(Extracts from a dataset labeled with boxes)
□ □ □ □ □ □ □

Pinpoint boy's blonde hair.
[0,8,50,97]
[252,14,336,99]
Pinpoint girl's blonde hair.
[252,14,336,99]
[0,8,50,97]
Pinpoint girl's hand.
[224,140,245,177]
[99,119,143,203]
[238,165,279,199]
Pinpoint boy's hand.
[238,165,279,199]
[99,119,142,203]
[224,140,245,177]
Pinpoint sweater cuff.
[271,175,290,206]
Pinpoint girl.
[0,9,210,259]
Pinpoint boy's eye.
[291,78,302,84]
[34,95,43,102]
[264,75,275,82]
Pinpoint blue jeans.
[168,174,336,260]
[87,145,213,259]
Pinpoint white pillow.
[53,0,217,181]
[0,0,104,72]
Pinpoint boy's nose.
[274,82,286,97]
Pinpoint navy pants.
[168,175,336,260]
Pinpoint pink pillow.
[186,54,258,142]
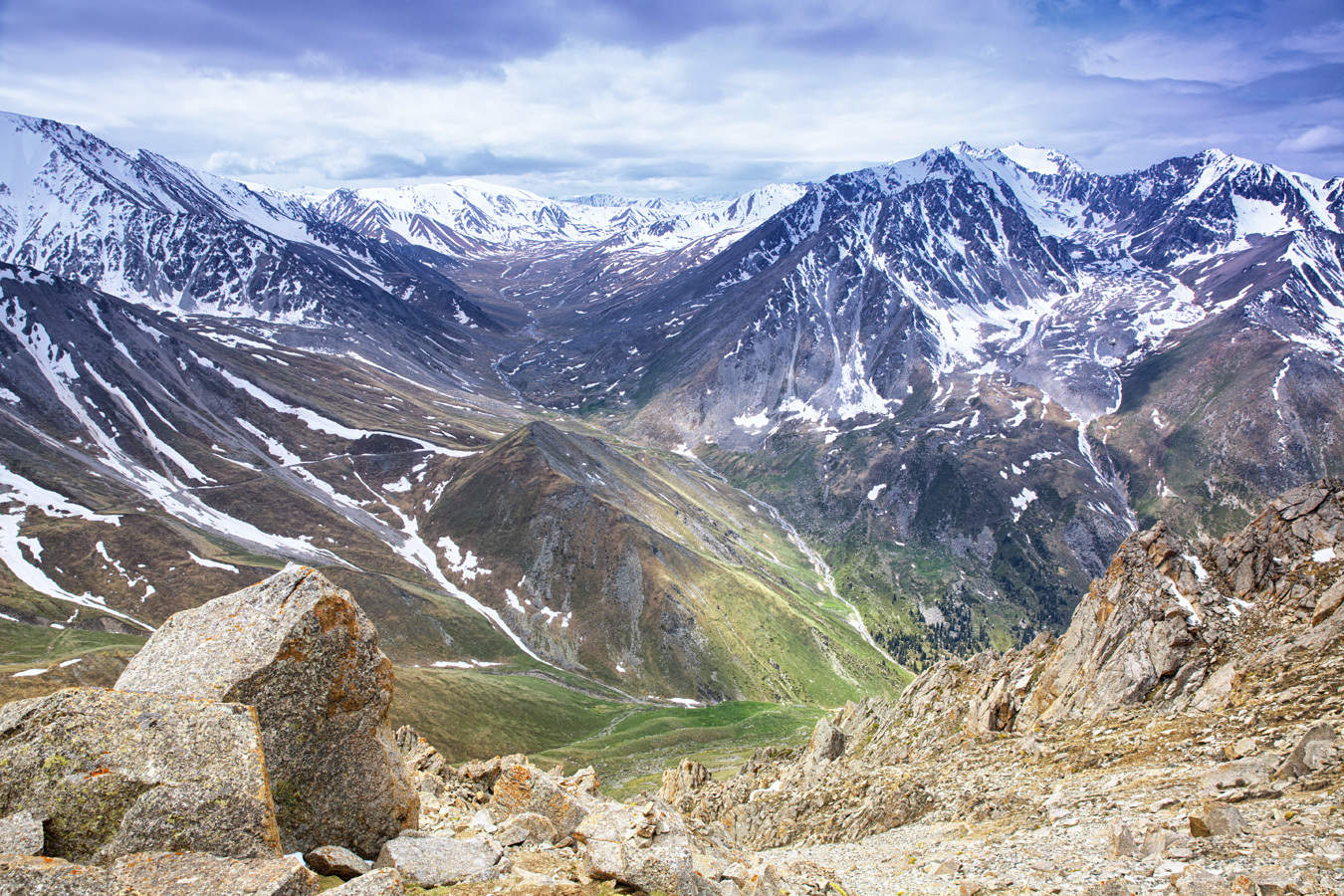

□ □ □ □ □ □ □

(WHAT IS ASKED): Reproduce all of the entries above word for word, leaving out the picture.

(WRITTEN SOLUTION):
Pinpoint boy's blonde hair.
[0,8,50,97]
[252,14,336,99]
Pinpoint girl's blonde hair.
[252,14,336,99]
[0,8,50,97]
Pinpoint girl's hand.
[224,140,245,177]
[99,119,143,203]
[238,165,279,199]
Pinpoint boy's hand.
[238,165,279,199]
[99,119,142,203]
[224,140,245,177]
Pinpoint sweater cuff.
[271,175,290,206]
Pinpoint girl.
[0,9,210,259]
Pinpoint boy's eye.
[291,78,302,84]
[34,95,43,102]
[264,75,275,82]
Pinpoint blue jeans.
[168,174,336,260]
[87,145,213,259]
Pinpoint white pillow.
[53,0,217,181]
[0,0,104,72]
Pinpoint boy's nose.
[274,82,286,97]
Pinpoint navy pants.
[168,175,336,260]
Pinpoint pink pillow.
[186,54,258,142]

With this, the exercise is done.